--- MATERIAL TO PROCESS ---

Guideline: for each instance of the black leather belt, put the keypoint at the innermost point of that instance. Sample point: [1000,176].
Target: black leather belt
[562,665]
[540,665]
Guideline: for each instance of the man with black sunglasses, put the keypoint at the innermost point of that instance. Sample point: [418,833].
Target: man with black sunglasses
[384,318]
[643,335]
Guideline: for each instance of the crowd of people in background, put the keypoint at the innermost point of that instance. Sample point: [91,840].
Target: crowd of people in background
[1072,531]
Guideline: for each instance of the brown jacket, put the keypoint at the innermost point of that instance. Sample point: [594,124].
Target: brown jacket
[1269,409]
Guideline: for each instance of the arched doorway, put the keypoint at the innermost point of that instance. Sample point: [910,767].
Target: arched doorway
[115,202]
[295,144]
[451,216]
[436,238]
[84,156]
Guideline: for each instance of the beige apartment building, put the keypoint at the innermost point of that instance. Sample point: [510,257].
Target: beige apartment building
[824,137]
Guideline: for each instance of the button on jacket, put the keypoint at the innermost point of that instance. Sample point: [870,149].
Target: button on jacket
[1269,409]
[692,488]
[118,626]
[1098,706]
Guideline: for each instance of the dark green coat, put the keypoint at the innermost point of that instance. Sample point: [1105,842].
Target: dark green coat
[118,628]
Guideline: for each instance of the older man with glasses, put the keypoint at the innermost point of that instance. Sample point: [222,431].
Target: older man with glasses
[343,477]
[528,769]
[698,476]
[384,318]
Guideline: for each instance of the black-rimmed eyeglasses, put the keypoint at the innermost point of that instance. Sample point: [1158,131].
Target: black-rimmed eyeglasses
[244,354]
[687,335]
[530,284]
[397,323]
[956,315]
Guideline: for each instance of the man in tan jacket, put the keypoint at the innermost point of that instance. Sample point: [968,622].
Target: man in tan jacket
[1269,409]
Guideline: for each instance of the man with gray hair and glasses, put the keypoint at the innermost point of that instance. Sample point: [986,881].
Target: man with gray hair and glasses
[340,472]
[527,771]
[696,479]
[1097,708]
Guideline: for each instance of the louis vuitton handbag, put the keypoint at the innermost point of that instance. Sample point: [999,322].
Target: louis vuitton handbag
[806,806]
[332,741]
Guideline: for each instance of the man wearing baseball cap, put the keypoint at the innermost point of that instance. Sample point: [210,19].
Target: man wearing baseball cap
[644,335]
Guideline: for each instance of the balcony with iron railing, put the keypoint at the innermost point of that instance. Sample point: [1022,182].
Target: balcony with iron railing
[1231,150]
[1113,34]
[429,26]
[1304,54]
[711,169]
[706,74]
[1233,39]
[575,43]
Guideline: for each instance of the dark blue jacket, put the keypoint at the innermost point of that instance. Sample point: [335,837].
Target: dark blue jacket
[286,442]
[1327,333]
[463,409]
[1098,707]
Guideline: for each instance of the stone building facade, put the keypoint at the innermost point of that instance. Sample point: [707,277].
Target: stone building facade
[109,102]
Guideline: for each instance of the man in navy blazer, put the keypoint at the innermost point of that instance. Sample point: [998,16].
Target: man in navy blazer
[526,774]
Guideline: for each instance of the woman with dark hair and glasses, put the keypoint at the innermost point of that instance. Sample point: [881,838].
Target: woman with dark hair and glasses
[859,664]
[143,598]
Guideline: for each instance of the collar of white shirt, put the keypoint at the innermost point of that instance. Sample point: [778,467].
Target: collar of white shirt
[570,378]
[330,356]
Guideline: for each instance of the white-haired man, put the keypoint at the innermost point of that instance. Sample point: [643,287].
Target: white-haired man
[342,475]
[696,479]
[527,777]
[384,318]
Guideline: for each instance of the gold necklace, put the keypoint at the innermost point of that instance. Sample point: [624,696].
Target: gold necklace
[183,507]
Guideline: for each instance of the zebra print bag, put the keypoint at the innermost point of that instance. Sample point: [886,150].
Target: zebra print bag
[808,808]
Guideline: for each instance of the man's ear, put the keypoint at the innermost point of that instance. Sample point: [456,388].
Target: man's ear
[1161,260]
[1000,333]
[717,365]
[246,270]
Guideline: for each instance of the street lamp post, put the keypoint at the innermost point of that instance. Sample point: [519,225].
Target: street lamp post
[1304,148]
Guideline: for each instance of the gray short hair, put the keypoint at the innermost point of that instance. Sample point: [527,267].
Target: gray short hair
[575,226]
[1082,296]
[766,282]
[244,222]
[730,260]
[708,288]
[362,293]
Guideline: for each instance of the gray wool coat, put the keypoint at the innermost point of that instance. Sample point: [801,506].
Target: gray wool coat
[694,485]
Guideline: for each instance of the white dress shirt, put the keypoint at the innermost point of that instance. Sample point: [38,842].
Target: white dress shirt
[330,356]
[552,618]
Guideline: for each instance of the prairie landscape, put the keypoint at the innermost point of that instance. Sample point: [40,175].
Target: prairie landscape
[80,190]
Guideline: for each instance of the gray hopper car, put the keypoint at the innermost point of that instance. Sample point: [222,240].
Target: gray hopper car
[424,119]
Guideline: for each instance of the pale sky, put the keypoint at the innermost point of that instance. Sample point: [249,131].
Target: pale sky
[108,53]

---

__EXERCISE AIM__: Reproduce every line above without error.

__EXERCISE RESULT__:
Guideline: for each instance of the black leather belt, put the keypoint at the innermost point of that instance. Sample point: [1000,176].
Target: black leather belt
[562,665]
[540,665]
Guideline: for each instance of the man with black sunglasses, put the keypoint at the innermost point of that instance. Sample point: [418,833].
Target: man with black sunglasses
[384,318]
[643,335]
Guideline: for each instance of the crowd of people in background, put the keypoint at the innermost point of that instance. Sample point: [91,840].
Target: crowd of people in background
[1072,531]
Guideline: for each instance of the brown jacket, put the keypoint at the innermost point of that instance. Sample point: [594,124].
Target: brown jacket
[1269,409]
Guideline: for each instance of the arched doorway, put the keypoint at the innermost point of that instance. Sample point: [910,767].
Target: arched doorway
[115,202]
[295,144]
[451,216]
[436,238]
[84,156]
Guideline: for each instance of the beige apartment building, put the keypoint at the innermost point of that instance. Sample point: [510,257].
Target: beige apartment building
[824,137]
Guideline: for each instance of the button on jacket, put the keypoint at the innermost point of that instance. Sample point: [870,149].
Target: button on jacket
[1269,409]
[692,488]
[118,626]
[1098,706]
Guideline: for each instance of the dark green coat, put the keypoint at the innermost point of that instance. Sample point: [1105,842].
Target: dark green coat
[118,628]
Guideline: for each instance of the older man with glasses, put the keypoint at the innermost point of that instance. Sample point: [222,431].
Target: older man with glasses
[343,477]
[528,769]
[698,476]
[384,318]
Guideline: for each instance of the black-rimmed eyeglasses, put the keypoint at the innermost point of that instance. Sample point: [1158,131].
Target: black-rimmed eyeglasses
[244,354]
[687,335]
[530,284]
[397,323]
[956,315]
Guideline: for each instance of the man in tan jacket, put the keypoint at the innermost point of that instance. Sample point: [968,622].
Target: man in tan jacket
[1269,409]
Guideline: for each instance of the man with gray hair and glasses, put the keypoint at the innermost point of that instance. Sample point: [986,881].
Target: man with gray hair and glasses
[340,472]
[527,771]
[696,479]
[1097,708]
Guideline: for each instance of the louis vuitton handbag, put the keypoint at the innermost point of that instance. Sample point: [999,322].
Target: louis vuitton handbag
[806,806]
[332,741]
Guideline: for each instance of the man wearing baseball cap, put the keypoint at the innermost point of that instance. Sample point: [210,19].
Target: man wearing baseball cap
[644,335]
Guideline: for each instance of the balcony with iron railing, put the keypoint at the innermost point of that instance. Sample point: [1022,182].
Target: balcony with iron railing
[1231,150]
[1113,34]
[429,26]
[1304,54]
[711,169]
[706,74]
[1233,39]
[575,43]
Guideline: for each instance of the dark blue jacket, put the keypoint at the innermost point of that instance. Sample point: [335,837].
Target: dark blue jacket
[286,442]
[1327,333]
[463,409]
[1098,707]
Guideline: for each instance of the stone building facade, put the keypoint at the innermost point of that instance. Sample point: [707,277].
Target: stone building facade
[109,102]
Guideline: for each instance of the man in navy blazer, put the keypoint at the innermost point of that instance. Sample point: [998,16].
Target: man in navy blazer
[526,774]
Guideline: for each instance of the woman with dark hair and glasses, put the keypoint at the innermost point of that instance. Sample point: [881,838].
Target: woman with dark hair and glasses
[859,664]
[143,598]
Guideline: for each instance of the collar of white shirt, put the keypoint at the innermost point of that instance. Sample point: [778,467].
Target: collar of white shirt
[570,378]
[330,356]
Guideline: for each instance of the white-haired man, put the keypoint at the innermost point of that instance. Sample point: [643,287].
Target: white-haired man
[342,475]
[696,479]
[527,777]
[384,318]
Guideline: for each instance of the gold necklace, put the keypoint at the innermost point of that instance. Sample point: [624,696].
Target: gold necklace
[183,507]
Guideline: for each instance of the zebra print bag, put the keypoint at the innermost point of that instance. Sample point: [886,150].
Target: zebra print bag
[808,808]
Guideline: for each instance of the man's ear, put the keypoint at the innermost point of that instance. Sample point: [456,388].
Target: man's ear
[1161,260]
[1000,333]
[717,365]
[246,270]
Guideline: for each instance of the street lamp post, put the keypoint at the innermost point of that instance. Sample point: [519,225].
Target: street lamp post
[1304,148]
Guideline: for each instance of the gray short hair, put the keypoint at the innermost point of that instance. Sample point: [527,267].
Target: gray short hair
[575,226]
[1082,296]
[766,282]
[244,222]
[730,260]
[708,288]
[362,293]
Guideline: for each instance of the gray wool coat, put the keypoint at the innermost point of that instance. Sample point: [801,506].
Target: gray wool coat
[694,485]
Guideline: for each instance of the white dress shirt, put the keypoint at the innermost point of that instance. Sample point: [38,842].
Target: white dress shirt
[330,356]
[552,618]
Guideline: for each instance of the prairie landscape, put the keypoint at the innermost point of that instance. Sample point: [40,175].
Target: prairie landscape
[80,190]
Guideline: for each instance of the gray hopper car, put the keypoint at the innermost point of that instance. Sample point: [222,240].
Target: gray hopper car
[424,119]
Guideline: for each instance of the pale sky, put the keypoint at the innermost point of that instance. Sample point: [249,131].
Target: pale sky
[108,53]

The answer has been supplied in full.